### Extract to read
Indian virologist and immunologist

Rafi Ahmed (born 1948 in Hyderabad, India) is an Indian-American virologist and immunologist. He is the Charles Howard Candler Professor of Microbiology and Immunology at Emory University, where he is also the director of the Emory Vaccine Center and a Georgia Research Alliance Eminent Scholar in Vaccine Research. In 2009, he was elected to the National Academy of Sciences.
==Early life and education==
Ahmed was born and raised in Hyderabad, India, where his father served as a public servant and his mother as an active volunteer. While living in Hyderabad, Ahmed received his BSc in chemistry from Osmania University in 1968. With strong English skills from his school in India, Ahmed moved in 1970 to Pocatello, Idaho to attend Idaho State University, where he received another B.S. in 1972 and an M.S. in 1974, both of which were in microbiology. He then attended McGill University, originally with the goal of receiving a doctorate in microbiology, but, after questioning his motivation for the field, he dropped out of McGill and later worked as a research assistant there for two years. In 1981, he received his Ph.D. in microbiology from Harvard University after studying for four years in Bernard Fields's lab. Later that year, he left Harvard for the Scripps Institute to begin his postdoc.

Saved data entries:
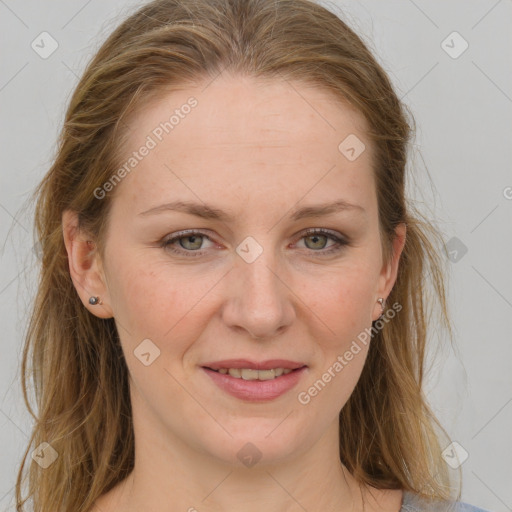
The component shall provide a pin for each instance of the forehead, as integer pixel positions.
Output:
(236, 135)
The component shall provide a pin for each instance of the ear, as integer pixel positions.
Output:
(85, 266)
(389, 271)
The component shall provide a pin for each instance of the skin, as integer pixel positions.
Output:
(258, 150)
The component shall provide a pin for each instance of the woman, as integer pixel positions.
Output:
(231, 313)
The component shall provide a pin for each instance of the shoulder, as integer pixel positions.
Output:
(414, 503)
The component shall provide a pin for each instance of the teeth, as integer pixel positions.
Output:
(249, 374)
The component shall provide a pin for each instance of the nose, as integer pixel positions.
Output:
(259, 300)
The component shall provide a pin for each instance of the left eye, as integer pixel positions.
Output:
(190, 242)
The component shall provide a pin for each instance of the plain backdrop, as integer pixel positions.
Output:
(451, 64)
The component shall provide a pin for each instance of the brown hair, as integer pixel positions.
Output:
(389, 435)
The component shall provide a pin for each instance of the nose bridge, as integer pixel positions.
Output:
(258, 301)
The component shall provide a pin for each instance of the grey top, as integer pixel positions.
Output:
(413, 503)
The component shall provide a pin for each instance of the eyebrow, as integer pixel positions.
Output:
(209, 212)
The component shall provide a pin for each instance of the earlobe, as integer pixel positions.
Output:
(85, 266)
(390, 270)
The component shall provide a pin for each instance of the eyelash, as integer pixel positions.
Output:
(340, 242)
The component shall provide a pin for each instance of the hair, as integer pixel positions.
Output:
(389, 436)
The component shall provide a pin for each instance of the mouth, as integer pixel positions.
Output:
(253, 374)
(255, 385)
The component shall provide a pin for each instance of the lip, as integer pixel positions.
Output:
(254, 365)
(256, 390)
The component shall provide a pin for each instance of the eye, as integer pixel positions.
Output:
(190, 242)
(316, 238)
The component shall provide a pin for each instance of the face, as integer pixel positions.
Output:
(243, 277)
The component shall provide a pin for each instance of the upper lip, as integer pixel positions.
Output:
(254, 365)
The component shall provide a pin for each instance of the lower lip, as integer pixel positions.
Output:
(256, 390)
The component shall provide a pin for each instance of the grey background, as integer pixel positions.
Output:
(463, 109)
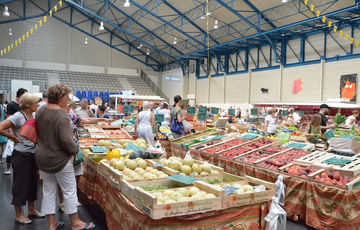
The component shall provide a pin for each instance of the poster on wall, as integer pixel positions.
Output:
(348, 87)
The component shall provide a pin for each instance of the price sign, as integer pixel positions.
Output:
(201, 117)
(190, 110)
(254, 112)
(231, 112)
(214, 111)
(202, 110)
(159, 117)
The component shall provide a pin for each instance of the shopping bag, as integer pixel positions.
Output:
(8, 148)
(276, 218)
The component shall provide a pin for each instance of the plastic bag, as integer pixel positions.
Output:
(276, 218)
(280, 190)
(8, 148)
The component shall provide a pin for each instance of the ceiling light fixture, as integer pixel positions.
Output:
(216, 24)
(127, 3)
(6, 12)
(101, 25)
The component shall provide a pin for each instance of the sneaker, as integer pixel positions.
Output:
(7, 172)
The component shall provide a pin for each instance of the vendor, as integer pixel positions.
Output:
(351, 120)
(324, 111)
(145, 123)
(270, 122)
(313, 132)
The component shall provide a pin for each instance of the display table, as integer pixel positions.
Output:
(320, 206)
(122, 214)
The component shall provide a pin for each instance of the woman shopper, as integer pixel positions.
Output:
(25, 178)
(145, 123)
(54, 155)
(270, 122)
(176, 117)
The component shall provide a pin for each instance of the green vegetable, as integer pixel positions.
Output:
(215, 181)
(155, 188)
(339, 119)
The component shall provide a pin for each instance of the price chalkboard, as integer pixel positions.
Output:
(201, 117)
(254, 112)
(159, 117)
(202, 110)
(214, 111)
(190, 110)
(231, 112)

### Task set
1. According to the Rafi Ahmed biography, in what year was he elected to the National Academy of Sciences?
2. List every academic degree that the Rafi Ahmed biography says he received, giving the field, institution, and year for each.
The material has no connection to the Rafi Ahmed biography.

### Answers for the exercise
1. He was elected in 2009.

2.
- BSc in chemistry, Osmania University, 1968
- B.S. in microbiology, Idaho State University, 1972
- M.S. in microbiology, Idaho State University, 1974
- Ph.D. in microbiology, Harvard University, 1981